Available data START
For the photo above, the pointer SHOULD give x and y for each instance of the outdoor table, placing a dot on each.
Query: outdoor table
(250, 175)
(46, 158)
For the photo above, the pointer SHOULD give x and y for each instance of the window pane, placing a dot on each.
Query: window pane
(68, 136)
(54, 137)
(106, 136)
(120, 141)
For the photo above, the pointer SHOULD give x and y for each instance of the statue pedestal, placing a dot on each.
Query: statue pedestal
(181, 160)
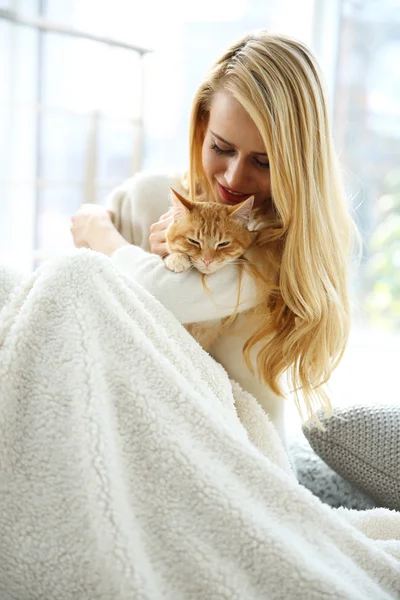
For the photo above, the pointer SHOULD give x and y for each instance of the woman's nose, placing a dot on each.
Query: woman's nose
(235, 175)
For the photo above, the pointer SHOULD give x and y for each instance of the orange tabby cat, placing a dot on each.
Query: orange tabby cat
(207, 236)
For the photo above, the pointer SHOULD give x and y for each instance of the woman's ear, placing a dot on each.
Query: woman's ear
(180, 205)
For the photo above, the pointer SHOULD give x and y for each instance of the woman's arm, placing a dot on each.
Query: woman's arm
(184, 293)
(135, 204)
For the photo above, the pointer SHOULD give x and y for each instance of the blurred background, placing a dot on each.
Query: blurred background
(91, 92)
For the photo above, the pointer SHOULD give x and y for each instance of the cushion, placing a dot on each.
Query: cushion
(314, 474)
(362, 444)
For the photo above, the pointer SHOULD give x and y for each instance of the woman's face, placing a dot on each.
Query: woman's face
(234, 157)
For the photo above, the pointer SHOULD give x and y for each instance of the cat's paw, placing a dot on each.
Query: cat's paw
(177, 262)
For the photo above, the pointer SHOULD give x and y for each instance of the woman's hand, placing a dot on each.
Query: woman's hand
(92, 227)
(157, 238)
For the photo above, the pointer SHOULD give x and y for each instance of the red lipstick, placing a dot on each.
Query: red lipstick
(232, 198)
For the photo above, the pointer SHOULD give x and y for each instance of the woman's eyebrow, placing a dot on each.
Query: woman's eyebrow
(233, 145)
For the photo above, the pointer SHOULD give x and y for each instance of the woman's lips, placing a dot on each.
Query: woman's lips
Available data END
Available data START
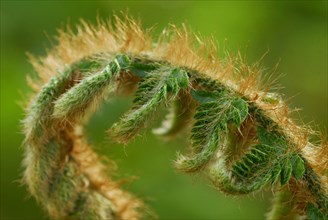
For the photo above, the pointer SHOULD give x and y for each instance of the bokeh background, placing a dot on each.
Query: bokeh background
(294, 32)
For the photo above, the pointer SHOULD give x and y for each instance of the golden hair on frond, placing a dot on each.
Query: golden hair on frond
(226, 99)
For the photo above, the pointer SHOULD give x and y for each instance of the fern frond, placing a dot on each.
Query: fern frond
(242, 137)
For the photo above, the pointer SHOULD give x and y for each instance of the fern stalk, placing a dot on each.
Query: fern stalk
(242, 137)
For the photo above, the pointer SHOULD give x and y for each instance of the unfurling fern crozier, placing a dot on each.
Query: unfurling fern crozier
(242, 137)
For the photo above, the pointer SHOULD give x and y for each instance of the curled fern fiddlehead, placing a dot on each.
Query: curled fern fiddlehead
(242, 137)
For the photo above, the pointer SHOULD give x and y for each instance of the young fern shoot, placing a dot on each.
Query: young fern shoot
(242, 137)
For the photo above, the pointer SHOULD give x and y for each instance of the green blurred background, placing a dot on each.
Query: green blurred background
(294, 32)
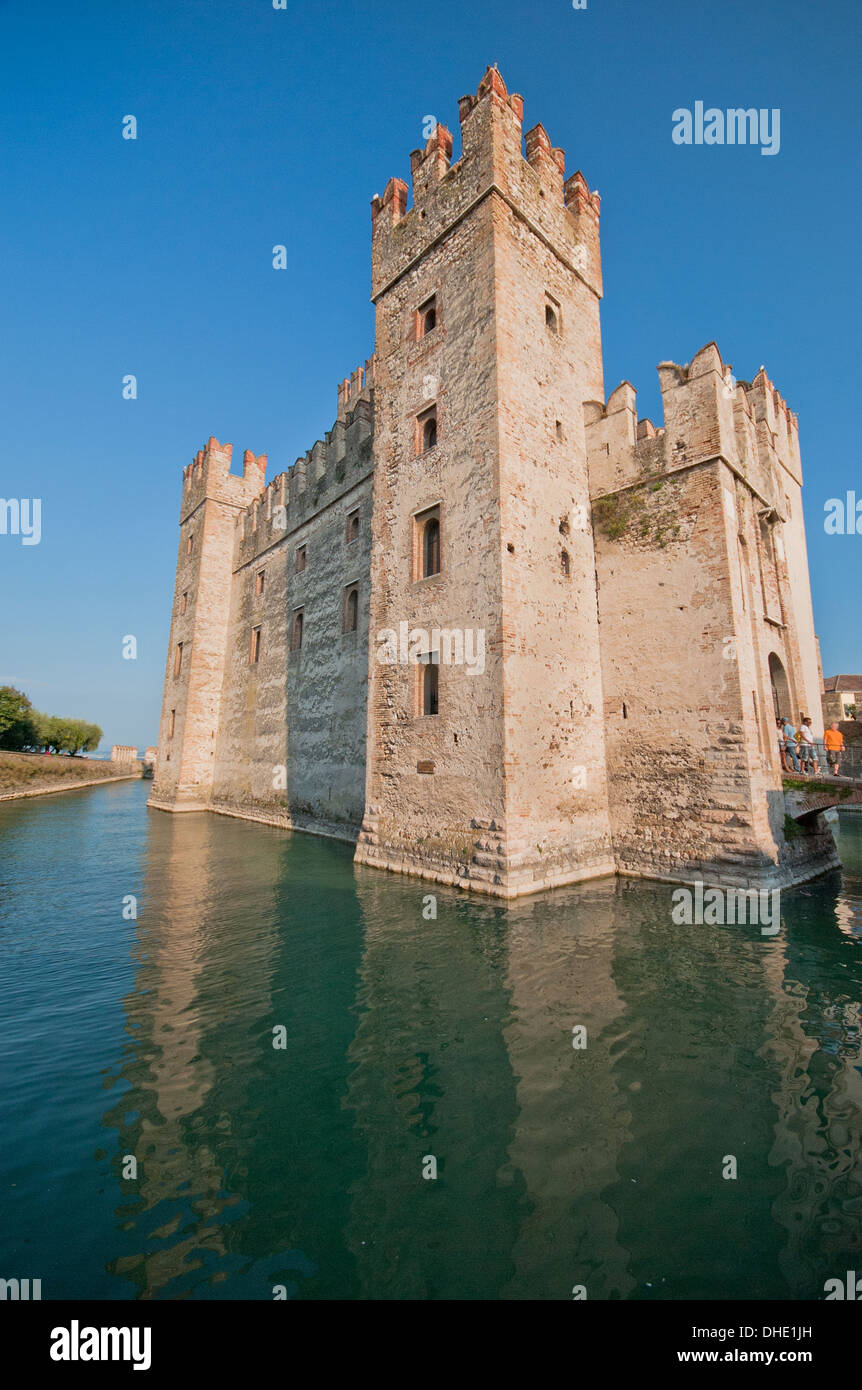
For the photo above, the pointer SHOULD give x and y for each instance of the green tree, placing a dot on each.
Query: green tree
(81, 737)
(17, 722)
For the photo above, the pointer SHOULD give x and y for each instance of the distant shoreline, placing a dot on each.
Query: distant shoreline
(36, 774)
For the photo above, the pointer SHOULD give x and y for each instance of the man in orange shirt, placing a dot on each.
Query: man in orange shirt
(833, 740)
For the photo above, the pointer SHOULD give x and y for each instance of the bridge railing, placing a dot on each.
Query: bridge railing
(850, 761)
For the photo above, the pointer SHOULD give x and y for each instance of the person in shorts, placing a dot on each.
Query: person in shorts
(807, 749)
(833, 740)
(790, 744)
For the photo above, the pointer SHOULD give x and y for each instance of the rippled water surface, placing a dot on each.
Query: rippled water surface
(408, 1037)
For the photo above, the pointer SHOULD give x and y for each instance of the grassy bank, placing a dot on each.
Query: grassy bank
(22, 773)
Available data END
Available data START
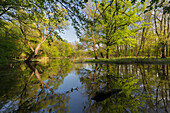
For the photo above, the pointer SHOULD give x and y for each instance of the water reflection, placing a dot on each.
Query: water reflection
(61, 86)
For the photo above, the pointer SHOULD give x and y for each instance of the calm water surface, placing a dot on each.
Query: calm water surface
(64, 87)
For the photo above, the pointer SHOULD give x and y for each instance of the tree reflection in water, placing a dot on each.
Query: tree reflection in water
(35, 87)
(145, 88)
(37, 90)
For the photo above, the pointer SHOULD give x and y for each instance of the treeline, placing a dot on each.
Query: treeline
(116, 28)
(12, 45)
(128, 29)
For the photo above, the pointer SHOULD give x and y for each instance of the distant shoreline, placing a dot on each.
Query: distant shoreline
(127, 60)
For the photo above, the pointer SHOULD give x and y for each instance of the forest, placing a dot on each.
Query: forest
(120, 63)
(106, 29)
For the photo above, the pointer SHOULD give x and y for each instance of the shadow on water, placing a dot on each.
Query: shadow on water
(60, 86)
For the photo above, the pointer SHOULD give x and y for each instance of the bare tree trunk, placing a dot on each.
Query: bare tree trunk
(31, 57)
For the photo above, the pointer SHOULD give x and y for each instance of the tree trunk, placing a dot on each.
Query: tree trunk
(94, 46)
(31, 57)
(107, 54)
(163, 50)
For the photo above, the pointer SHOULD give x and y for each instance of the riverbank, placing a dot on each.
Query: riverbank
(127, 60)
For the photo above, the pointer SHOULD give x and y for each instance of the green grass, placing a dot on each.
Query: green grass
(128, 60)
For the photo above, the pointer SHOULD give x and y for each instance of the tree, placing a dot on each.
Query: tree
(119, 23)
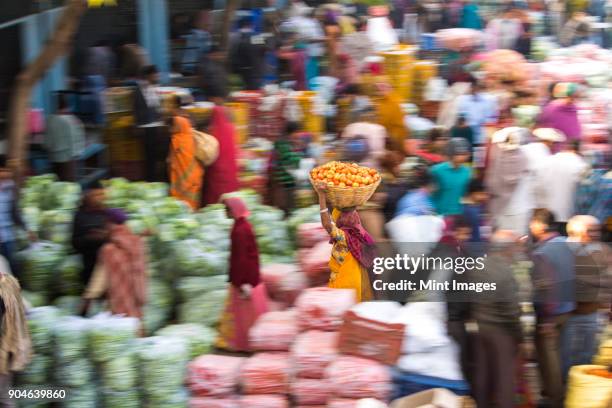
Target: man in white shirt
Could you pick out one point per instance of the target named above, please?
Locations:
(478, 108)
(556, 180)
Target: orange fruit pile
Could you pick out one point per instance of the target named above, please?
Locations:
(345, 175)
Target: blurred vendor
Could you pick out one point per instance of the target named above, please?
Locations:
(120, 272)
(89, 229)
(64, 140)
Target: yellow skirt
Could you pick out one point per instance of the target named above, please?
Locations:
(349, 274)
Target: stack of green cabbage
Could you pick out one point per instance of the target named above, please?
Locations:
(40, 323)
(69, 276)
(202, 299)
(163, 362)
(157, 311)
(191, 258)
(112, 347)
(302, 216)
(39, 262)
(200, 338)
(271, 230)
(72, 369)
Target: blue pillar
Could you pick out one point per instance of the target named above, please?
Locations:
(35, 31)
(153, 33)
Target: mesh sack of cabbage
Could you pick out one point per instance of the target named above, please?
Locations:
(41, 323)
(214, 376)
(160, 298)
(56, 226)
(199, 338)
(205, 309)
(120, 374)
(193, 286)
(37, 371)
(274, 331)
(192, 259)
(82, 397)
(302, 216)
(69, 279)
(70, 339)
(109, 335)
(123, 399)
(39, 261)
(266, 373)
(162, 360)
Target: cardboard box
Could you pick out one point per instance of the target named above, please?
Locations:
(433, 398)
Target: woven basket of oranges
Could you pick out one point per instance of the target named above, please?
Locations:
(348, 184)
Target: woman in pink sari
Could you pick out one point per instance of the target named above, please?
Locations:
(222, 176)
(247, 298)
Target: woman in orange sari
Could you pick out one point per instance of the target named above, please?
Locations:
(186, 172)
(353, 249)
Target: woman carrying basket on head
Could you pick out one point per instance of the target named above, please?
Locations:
Available data END
What you are asked to do -> In the records above, some lines may contain the word "cabbage"; copy every one of them.

Response area ->
Target: stack of green cabbage
Target: mesh sack of cabbage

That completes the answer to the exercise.